EXERCISE AIM: Write out all of the records below line for line, unchanged, and leave the pictures out.

+++ DATA TO USE +++

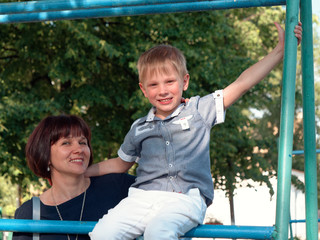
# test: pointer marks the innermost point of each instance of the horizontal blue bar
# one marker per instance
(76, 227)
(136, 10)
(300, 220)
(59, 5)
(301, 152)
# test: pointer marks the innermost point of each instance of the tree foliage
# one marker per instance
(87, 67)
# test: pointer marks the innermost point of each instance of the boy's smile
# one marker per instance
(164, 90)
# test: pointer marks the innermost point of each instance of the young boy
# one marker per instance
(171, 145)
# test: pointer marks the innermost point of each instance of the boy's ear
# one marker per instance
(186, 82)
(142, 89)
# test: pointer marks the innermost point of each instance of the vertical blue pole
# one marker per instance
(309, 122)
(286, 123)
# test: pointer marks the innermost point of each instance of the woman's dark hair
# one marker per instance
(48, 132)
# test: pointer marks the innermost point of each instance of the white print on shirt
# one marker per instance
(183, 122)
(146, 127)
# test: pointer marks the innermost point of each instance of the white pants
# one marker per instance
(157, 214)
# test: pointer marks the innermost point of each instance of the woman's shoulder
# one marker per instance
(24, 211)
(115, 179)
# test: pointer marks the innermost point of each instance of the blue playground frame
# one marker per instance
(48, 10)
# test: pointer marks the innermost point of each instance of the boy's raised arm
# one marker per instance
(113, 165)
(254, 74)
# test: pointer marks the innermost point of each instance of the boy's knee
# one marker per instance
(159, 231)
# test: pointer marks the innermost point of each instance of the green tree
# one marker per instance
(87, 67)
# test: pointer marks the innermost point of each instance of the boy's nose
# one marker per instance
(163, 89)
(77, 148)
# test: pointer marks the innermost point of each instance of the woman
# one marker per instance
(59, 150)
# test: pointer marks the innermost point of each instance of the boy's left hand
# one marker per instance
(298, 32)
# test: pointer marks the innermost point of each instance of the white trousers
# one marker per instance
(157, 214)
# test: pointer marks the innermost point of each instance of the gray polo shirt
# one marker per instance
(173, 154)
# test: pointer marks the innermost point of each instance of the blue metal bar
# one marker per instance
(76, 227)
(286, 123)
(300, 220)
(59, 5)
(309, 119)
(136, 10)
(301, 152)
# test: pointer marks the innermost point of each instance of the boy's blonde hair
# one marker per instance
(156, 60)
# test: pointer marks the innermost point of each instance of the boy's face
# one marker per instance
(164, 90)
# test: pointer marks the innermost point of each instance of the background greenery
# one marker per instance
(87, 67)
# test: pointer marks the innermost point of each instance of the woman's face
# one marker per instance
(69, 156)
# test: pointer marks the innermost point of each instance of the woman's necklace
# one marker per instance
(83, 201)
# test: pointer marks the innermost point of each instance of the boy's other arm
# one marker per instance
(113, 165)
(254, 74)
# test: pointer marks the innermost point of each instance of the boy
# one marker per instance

+++

FULL SOLUTION:
# test: pointer marks the innermost point of each instance of the horizontal blue bar
# one marker per instance
(76, 227)
(136, 10)
(300, 220)
(59, 5)
(301, 152)
# test: pointer marks the innermost point of each instance of the tree foliage
# one marker per instance
(87, 67)
# test: pointer marks the innermost point of each instance of the boy's smile
# one marker per instance
(164, 90)
# test: pointer marks the innermost point of each instance of the young boy
# one marker per instance
(171, 145)
# test: pointer marks the innermost point of each instance of the boy's ear
# one marker per instance
(186, 82)
(142, 89)
# test: pointer marks the innermost point of each instance of the vertical blue pole
# one marker per instance
(309, 122)
(286, 123)
# test: pointer marks the innermost point of each instance of the woman's dark hair
# one marker per instance
(48, 132)
# test: pointer marks the innermost point of each instance of the white print on shirt
# one marker per instance
(183, 122)
(146, 127)
# test: pointer marks the innermost point of each instance of the white pants
# one marker per instance
(157, 214)
# test: pointer marks the innermost point of each instance of the woman's shoulder
# one marker per instance
(24, 211)
(115, 179)
# test: pointer marks the innermost point of each instance of the blue playground frame
# one marker per instance
(48, 10)
# test: pointer marks the innermost point of each instance of the boy's raised arm
# one marker per instance
(113, 165)
(254, 74)
# test: pointer marks the innermost point of each instance of the boy's knee
# one marker per instance
(159, 231)
# test: pointer marks the innermost point of each instance of the green tree
# one marker per instance
(87, 67)
# test: pointer marks the innermost point of each instance of the boy's nose
# one marker per instance
(163, 89)
(77, 148)
# test: pointer marks the innermost point of each instance of the woman
# one marker per instance
(59, 150)
# test: pointer marks the innermost point of each instance of the boy's left hand
# one marker per instance
(298, 32)
# test: pointer marks the innermost point of each instance of the white trousers
# one marker per instance
(157, 214)
# test: pointer marks the innermost point of each instance of the gray polo shirt
# one marker per instance
(173, 154)
# test: pointer marks the innermost point of each instance of the blue metal bar
# one marker per instance
(76, 227)
(286, 123)
(300, 220)
(59, 5)
(309, 119)
(136, 10)
(301, 152)
# test: pointer marks the innermost point of each instance of the boy's blonde hair
# one marker per instance
(156, 60)
# test: pointer marks the innermost point of each instance of the boy's face
# one marker per instance
(164, 90)
# test: pointer marks the innermost point of each instance of the background greenery
# one marker per instance
(87, 67)
# test: pointer marks the innermost point of each instance of the woman's face
# one marker per instance
(69, 156)
# test: pointer marks the innermost point of each instance of the woman's necklace
# one marker per instance
(83, 201)
# test: pointer marks the innermost point of each instance of the boy's other arm
# one marker per instance
(113, 165)
(254, 74)
# test: pointer marks the innermost point of each instance of the boy
# one marker per instance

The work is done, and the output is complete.